Direction =
Show every line of the records below that contains the word "length", copying each such line in full.

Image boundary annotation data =

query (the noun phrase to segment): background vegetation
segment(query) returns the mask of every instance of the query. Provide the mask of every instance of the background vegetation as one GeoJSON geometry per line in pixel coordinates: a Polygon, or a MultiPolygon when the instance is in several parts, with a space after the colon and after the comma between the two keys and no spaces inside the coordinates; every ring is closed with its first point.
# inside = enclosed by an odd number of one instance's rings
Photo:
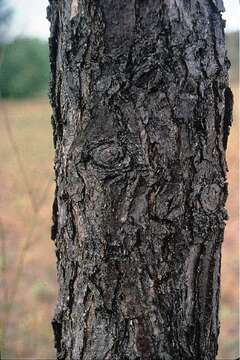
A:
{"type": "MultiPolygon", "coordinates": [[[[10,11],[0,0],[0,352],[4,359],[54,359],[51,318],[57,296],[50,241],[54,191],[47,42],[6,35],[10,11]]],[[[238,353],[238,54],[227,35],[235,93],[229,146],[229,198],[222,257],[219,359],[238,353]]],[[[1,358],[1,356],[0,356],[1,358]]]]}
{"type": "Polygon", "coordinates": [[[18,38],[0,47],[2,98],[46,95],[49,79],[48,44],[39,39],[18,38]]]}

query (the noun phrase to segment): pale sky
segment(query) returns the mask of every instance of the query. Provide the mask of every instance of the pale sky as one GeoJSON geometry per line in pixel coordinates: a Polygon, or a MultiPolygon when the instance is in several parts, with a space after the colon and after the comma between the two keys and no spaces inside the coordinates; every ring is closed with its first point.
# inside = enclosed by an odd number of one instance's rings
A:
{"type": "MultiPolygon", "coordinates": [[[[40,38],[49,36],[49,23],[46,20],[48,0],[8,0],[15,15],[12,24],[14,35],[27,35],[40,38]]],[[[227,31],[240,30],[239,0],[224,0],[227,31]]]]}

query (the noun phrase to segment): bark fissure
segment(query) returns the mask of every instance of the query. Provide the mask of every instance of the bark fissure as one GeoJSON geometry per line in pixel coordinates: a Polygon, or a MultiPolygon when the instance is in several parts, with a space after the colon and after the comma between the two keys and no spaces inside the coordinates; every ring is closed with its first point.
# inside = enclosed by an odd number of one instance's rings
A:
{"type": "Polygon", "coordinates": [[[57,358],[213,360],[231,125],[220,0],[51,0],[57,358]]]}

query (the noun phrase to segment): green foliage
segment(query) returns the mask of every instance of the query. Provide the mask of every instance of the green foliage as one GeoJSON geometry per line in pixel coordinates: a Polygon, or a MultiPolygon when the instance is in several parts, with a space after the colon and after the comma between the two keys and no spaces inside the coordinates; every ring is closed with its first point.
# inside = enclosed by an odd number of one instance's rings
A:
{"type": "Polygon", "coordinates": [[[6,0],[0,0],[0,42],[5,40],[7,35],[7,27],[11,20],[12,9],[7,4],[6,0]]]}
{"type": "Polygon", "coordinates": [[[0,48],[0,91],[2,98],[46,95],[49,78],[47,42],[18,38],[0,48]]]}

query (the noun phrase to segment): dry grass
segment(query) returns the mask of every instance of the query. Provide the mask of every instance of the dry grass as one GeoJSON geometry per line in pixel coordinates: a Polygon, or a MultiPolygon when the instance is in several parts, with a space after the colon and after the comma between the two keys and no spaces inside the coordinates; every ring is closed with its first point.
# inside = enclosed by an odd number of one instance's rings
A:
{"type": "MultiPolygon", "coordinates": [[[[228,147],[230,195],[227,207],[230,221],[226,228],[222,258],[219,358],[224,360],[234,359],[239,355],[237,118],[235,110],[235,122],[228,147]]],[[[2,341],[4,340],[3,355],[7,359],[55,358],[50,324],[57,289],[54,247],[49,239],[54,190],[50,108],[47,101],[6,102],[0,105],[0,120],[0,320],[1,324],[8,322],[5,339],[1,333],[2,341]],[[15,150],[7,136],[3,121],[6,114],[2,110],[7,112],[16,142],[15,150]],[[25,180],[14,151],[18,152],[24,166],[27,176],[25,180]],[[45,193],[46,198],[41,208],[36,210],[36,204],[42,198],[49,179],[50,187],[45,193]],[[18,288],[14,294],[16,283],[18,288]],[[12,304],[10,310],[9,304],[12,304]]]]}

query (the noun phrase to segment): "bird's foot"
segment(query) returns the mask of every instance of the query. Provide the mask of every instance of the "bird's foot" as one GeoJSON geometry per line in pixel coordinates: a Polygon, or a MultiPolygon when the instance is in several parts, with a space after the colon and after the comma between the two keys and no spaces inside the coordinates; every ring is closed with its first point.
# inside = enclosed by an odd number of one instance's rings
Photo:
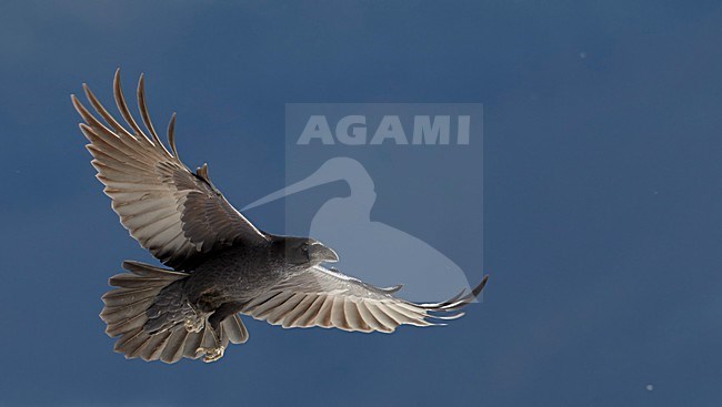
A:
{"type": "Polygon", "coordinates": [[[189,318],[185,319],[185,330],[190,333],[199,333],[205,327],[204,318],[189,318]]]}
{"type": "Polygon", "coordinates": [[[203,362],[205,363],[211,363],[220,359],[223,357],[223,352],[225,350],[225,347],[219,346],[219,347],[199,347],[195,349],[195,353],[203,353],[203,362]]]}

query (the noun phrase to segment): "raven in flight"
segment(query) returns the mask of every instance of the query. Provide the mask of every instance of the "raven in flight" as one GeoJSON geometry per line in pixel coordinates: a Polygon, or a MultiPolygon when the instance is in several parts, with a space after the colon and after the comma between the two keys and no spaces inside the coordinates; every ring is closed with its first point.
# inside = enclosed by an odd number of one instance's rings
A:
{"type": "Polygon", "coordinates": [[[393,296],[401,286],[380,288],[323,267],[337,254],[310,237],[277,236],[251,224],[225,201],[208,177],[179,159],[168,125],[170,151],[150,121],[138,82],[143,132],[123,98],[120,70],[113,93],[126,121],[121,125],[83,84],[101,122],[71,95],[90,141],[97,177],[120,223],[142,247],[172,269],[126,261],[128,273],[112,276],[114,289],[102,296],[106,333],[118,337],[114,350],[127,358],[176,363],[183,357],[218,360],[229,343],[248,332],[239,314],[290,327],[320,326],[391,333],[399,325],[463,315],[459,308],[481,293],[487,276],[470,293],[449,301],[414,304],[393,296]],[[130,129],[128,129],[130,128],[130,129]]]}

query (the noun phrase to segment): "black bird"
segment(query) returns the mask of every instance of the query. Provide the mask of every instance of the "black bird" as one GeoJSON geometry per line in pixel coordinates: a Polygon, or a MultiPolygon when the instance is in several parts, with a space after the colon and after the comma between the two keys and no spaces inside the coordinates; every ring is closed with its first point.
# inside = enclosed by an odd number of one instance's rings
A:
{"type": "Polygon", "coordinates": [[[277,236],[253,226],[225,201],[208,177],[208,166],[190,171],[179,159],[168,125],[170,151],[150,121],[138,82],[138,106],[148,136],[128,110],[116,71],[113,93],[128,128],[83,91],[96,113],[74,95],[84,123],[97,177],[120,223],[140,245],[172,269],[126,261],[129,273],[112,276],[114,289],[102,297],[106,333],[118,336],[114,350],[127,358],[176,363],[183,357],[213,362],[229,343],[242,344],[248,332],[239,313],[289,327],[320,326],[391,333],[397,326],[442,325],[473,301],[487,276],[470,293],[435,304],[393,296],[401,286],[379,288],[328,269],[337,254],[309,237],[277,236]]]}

...

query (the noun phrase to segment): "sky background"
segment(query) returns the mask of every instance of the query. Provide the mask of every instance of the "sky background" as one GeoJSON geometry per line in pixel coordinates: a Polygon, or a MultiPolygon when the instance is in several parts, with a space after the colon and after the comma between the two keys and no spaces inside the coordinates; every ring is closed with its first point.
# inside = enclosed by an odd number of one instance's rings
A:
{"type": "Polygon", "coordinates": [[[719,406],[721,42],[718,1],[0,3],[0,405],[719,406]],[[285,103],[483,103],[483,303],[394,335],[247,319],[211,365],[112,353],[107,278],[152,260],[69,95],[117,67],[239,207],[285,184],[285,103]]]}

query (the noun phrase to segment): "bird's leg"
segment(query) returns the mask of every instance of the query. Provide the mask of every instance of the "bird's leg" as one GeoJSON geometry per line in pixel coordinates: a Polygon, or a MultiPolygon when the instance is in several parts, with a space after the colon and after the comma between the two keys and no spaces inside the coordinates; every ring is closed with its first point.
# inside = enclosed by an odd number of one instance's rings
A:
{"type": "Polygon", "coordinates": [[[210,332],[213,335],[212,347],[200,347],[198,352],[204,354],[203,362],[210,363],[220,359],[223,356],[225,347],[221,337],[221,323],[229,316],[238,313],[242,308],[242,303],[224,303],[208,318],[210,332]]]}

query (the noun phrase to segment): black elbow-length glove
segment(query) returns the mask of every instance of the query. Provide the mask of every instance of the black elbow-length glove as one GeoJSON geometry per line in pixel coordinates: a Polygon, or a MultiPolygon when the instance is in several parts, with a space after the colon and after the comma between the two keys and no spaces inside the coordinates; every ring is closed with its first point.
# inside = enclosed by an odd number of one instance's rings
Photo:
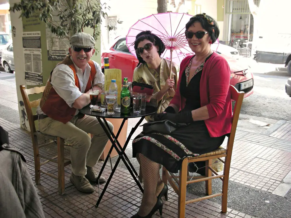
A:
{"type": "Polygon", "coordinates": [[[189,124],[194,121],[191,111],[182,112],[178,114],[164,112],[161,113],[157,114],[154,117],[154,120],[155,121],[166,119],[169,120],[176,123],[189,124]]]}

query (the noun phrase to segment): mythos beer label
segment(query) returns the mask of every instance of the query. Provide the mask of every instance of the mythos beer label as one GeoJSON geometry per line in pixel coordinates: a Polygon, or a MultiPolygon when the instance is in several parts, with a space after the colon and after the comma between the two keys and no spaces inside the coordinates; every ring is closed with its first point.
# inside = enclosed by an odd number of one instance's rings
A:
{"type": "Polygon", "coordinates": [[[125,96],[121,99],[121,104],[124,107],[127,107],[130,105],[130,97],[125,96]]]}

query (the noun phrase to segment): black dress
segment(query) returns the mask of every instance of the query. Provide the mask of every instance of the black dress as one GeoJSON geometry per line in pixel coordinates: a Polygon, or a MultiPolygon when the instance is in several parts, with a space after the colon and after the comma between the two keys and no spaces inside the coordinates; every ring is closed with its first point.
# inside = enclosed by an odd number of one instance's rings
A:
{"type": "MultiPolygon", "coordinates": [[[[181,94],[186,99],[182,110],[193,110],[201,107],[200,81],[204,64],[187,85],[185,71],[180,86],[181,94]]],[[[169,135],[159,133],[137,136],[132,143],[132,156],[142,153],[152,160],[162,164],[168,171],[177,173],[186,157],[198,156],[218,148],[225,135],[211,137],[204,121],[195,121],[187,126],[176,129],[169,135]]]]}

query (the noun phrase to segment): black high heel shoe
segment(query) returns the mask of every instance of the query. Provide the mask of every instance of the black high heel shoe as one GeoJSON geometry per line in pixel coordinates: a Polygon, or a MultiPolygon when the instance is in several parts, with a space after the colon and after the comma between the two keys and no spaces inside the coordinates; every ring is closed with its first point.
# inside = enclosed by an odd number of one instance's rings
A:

Solved exercise =
query (the noun phrase to segment): black elbow-length glove
segment(query) returns the mask of every instance of the query. Provide the mask of every instance of the black elbow-length glove as one GeoJSON geometry per line in pixel coordinates: a Polygon, or a MultiPolygon when the instance is in several parts, with a space after the colon and after the comma between the two keys and no spaces inside the coordinates; every ring is closed with its first point.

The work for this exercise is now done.